Translate this sentence from the URI regex thread into Spanish: "Does anyone have an Xpressive::sRegex compatible regex?"

§ **EXTRACT PROVIDED**:
↓↓↓
I've been searching and testing regex's to match all uris but I can't seem to find one that matches all or most of them. Lots of the ones I've tried throw a compile error. Does anyone have an Xpressive::sRegex compatible regex?
Asked
Active
Viewed 158 times
0
-
It throws compile error since it is likely that you include the delimiters, or not escaping the string properly. – nhahtdh Jan 12 '13 at 15:59
-
I have this regex, does it look correct? "^([a-z0-9+.-]+):(?://(?:((?:[a-z0-9-._~!$&'()*+,;=:]|%[0-9A-F]{2})*)@)?((?:[a-z0-9-._~!$&'()*+,;=]|%[0-9A-F]{2})*)(?::(\d*))?(/(?:[a-z0-9-._~!$&'()*+,;=:@/]|%[0-9A-F]{2})*)?|(/?(?:[a-z0-9-._~!$&'()*+,;=:@]|%[0-9A-F]{2})+(?:[a-z0-9-._~!$&'()*+,;=:@/]|%[0-9A-F]{2})*)?)(?:\?((?:[a-z0-9-._~!$&'()*+,;=:/?@]|%[0-9A-F]{2})*))?(?:#((?:[a-z0-9-._~!$&'()*+,;=:/?@]|%[0-9A-F]{2})*))?" – drwbns Jan 12 '13 at 16:18
-
Ah ok I found this post - http://stackoverflow.com/questions/1252992/how-to-escape-a-string-for-use-in-boost-regex – drwbns Jan 12 '13 at 16:19
-
I also have this one - is this correct? "(ftp|http|https):\/\/(\w+\.)*(\w*)\/([\w\d]+\/{0,1})+" – drwbns Jan 12 '13 at 16:24
-
I wanted to mention that the above regex doesn't match anything and I'm also using the regex_search function for matching sub-strings in a string – drwbns Jan 12 '13 at 16:35
-
Here are 8 regexp's for common things like e-mail addresses, IP addresses, ... Number 6 in the list handles url's. – Sander Jan 12 '13 at 20:00
-
I think you missed the url but is this the right way of escaping? sregex::compile("(\?:ftp\|https\?:\/\/)\+(\?:\\S+\.)\+(\?:\\S\.)\+(\?:\S)\+"); – drwbns Jan 12 '13 at 20:33
1 Answers
0
Something you can start from:
using namespace boost::xpressive;
static const sregex re = _b >> (s1 = +(~(set= ':', '/', '?', '#')))
↑↑↑
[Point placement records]
↓↓↓
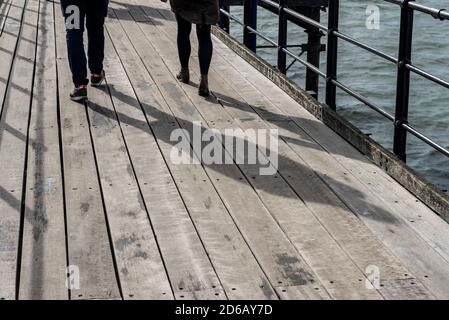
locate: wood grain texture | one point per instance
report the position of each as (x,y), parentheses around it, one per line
(13,141)
(89,247)
(44,257)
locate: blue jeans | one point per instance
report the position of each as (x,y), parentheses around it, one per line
(92,15)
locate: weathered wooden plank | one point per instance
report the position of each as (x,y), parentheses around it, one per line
(338,273)
(8,44)
(417,256)
(272,116)
(237,269)
(14,118)
(5,5)
(89,248)
(277,256)
(43,269)
(311,155)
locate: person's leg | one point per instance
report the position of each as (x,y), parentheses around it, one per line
(205,50)
(205,47)
(184,47)
(95,18)
(74,15)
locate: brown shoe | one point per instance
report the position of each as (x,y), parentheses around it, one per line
(184,75)
(204,86)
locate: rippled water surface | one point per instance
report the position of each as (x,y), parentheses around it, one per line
(375,78)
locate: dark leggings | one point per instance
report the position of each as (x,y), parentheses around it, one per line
(205,47)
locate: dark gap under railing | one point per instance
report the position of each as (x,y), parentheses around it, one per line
(403,62)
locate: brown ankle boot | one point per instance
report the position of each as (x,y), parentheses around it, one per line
(204,86)
(184,75)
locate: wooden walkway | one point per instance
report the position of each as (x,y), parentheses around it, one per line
(92,186)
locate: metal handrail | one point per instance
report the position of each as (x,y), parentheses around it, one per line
(403,62)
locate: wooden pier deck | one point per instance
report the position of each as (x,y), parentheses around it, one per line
(92,186)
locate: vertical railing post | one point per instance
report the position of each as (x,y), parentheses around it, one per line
(282,37)
(403,81)
(250,20)
(224,20)
(332,54)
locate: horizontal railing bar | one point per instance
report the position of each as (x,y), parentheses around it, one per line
(427,75)
(366,47)
(436,13)
(398,2)
(296,15)
(361,98)
(441,14)
(271,3)
(426,139)
(230,16)
(305,63)
(305,19)
(274,43)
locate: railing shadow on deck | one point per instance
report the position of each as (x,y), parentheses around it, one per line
(377,213)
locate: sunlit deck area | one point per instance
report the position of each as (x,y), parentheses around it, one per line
(91,189)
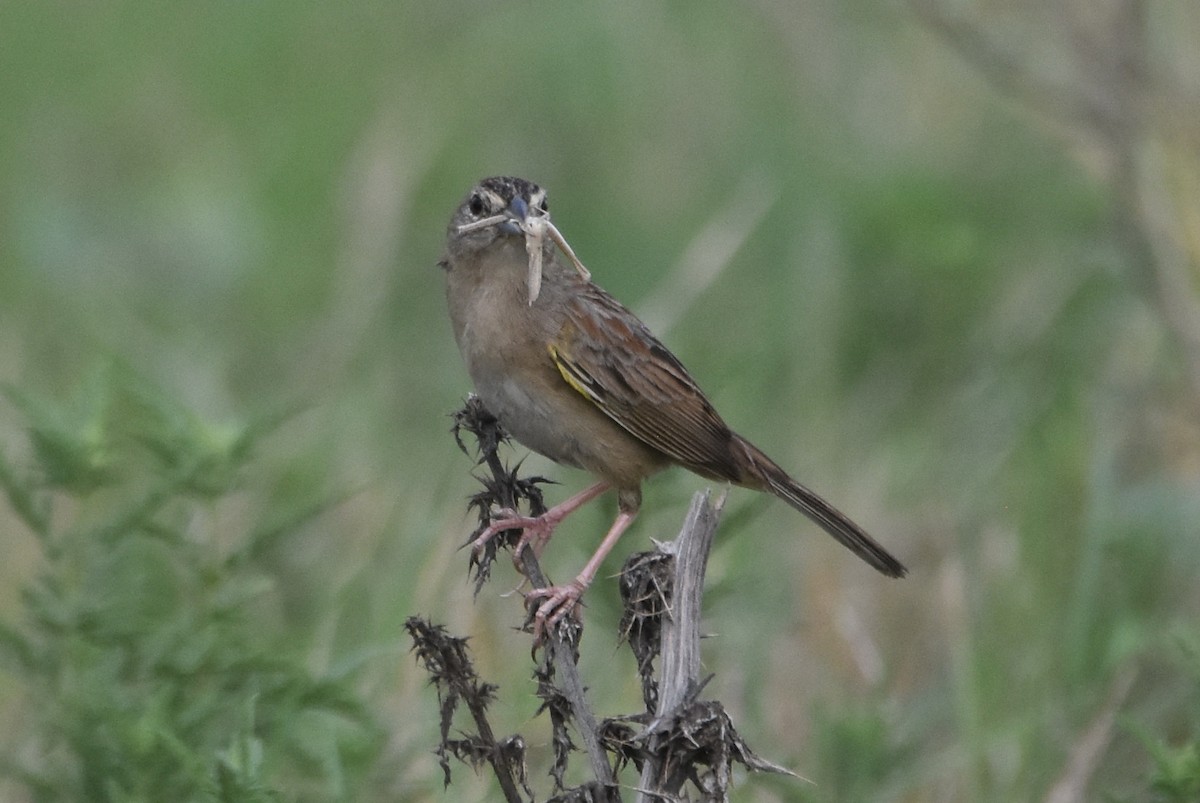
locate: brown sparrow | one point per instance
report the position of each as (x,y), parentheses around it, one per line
(576,377)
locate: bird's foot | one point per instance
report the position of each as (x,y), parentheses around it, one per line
(535,532)
(549,605)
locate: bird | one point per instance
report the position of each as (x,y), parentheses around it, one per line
(573,375)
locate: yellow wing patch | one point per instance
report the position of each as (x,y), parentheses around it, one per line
(570,375)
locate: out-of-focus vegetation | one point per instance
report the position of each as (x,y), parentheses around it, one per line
(943,265)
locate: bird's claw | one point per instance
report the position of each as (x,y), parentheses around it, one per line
(535,532)
(557,601)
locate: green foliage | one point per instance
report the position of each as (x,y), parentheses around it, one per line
(1175,773)
(143,655)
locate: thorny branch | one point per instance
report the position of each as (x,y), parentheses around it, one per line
(677,739)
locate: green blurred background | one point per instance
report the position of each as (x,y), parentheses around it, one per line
(943,264)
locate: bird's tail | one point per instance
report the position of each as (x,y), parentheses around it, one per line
(766,474)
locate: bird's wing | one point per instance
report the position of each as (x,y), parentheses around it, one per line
(611,358)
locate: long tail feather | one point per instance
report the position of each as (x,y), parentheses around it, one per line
(833,521)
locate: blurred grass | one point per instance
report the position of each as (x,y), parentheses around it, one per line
(934,323)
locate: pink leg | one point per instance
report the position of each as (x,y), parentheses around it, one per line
(559,600)
(537,529)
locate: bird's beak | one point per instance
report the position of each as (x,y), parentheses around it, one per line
(517,213)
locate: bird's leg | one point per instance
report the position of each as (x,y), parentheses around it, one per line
(559,600)
(537,529)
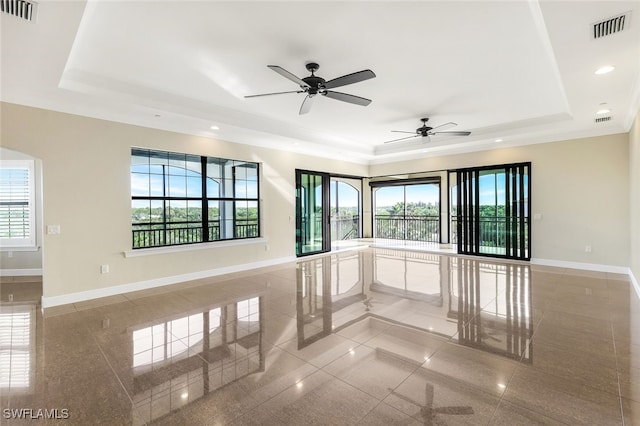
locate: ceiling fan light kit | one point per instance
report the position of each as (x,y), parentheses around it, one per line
(315,85)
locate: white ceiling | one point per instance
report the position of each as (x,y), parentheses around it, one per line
(520,71)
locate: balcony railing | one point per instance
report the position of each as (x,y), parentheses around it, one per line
(414,228)
(159,235)
(344,228)
(493,231)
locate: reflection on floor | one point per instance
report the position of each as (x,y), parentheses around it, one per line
(368,336)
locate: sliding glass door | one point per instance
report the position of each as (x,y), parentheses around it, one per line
(491,211)
(312,213)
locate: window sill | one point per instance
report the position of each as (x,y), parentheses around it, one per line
(193,247)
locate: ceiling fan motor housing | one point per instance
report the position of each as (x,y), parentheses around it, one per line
(315,83)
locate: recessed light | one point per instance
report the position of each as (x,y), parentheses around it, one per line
(605,70)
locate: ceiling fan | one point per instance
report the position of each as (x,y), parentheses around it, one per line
(314,85)
(426,131)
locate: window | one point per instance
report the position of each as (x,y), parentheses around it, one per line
(185,199)
(407,210)
(17,212)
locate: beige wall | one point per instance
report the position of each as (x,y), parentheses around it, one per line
(581,188)
(634,195)
(86,190)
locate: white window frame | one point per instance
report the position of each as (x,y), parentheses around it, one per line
(30,242)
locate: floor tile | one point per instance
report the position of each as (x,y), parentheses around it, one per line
(432,339)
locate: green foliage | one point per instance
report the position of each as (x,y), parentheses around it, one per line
(413,209)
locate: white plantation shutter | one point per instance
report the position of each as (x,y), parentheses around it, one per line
(16,346)
(17,204)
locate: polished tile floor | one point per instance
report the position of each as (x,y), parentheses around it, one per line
(367,336)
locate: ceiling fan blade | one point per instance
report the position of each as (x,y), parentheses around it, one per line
(451,133)
(306,105)
(344,97)
(286,74)
(402,139)
(445,126)
(274,93)
(355,77)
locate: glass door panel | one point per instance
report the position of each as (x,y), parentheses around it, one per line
(490,211)
(312,200)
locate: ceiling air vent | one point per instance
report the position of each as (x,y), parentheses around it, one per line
(610,26)
(20,9)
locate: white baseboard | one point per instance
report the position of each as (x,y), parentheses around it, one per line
(634,283)
(584,266)
(20,272)
(48,302)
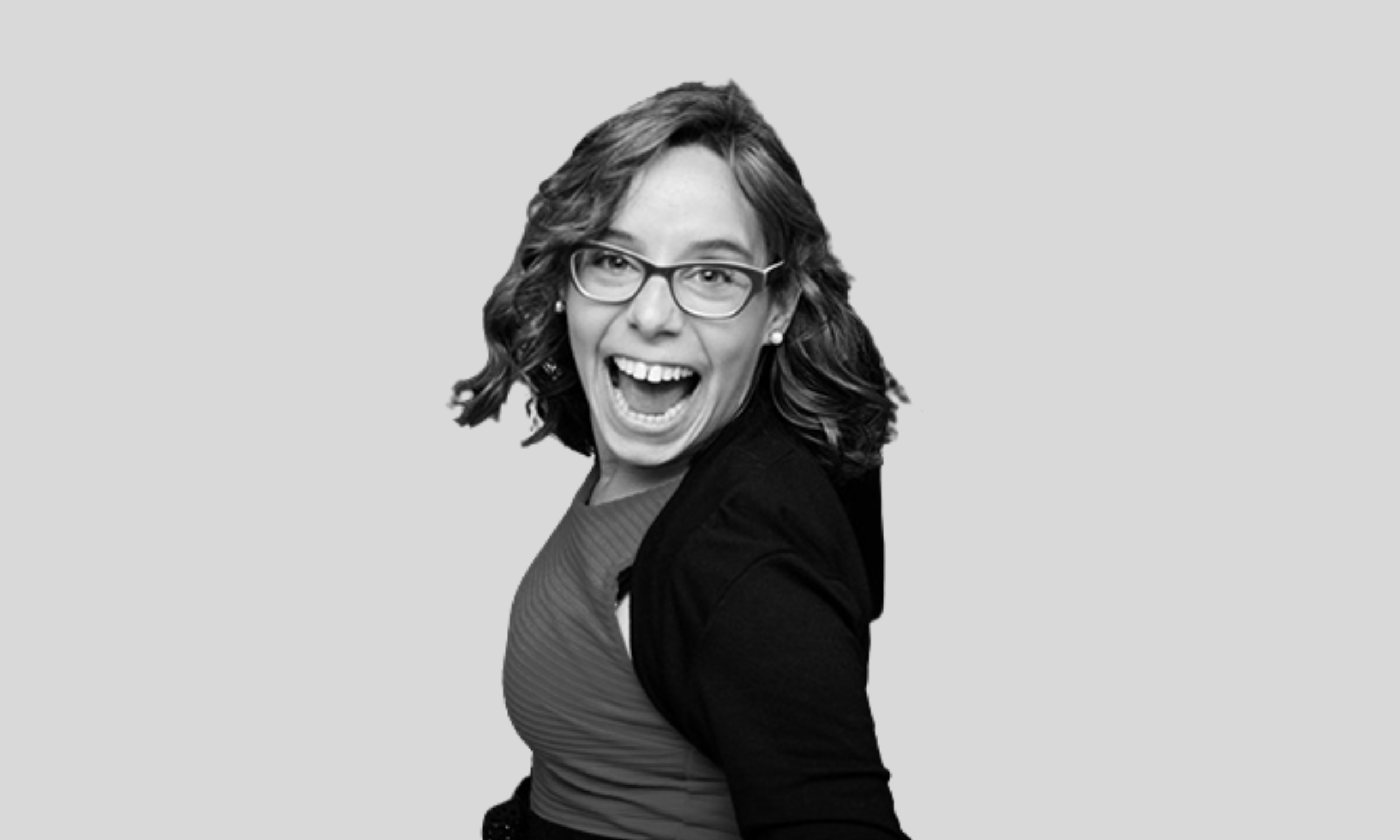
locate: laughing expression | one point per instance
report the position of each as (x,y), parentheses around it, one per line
(661,382)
↑↑↑
§ **WRITTEN RESPONSE**: ¿Alguien tiene una expresión regular compatible con Xpressive::sRegex?